● **READING TEXT**
URL Shortener MLH PE Hackathon 2026

incident-gold-dashboar
incident-silver-alertmanager
incident-silver-discord-alert
silver-blocked-deploy.png
silver-coverage-table.png
silver-locust-200-users-after
silver-locust-200-users-before
bronze-ci-green.png
bronze-health-check.png
bronze-locust-50-users
gold-graceful-failure
gold-locust-500-users-after
gold-locust-500-users-before
gold-locust-1000-users-after
gold-locust-2000-users-after
gold-locust-5000-users-after
incident-bronze-logs
incident-bronze-metrics

A production-grade URL shortener with load balancing, caching, connection pooling, observability, alerting, resilience, and CI-enforced reliability.

Inspiration

Most hackathon projects are built to work once. Production Engineering is about building systems that keep working when things go wrong: traffic spikes, dependency failures, bad inputs, and 3am incidents.

We wanted to build something that reflects what real infrastructure work looks like and designing a system that is observable, scalable, fault-tolerant, and deployable.

A URL shortener felt like the perfect challenge: simple enough for anyone to understand instantly, but deep enough to expose real bottlenecks across the full stack.

● **RECORDED INFORMATION**

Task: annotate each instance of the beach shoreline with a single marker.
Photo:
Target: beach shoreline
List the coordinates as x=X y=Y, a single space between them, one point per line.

● **THE PROBLEM**
Rewrite the paragraph of the URL shortener page that begins "Most hackathon projects are built to work once" as a short bulleted list that keeps its main facts.

● **THE RESULT**
- Most hackathon projects are built to work only once.
- Production Engineering means building systems that keep working when things go wrong.
- Such failures include traffic spikes, dependency failures, bad inputs, and 3am incidents.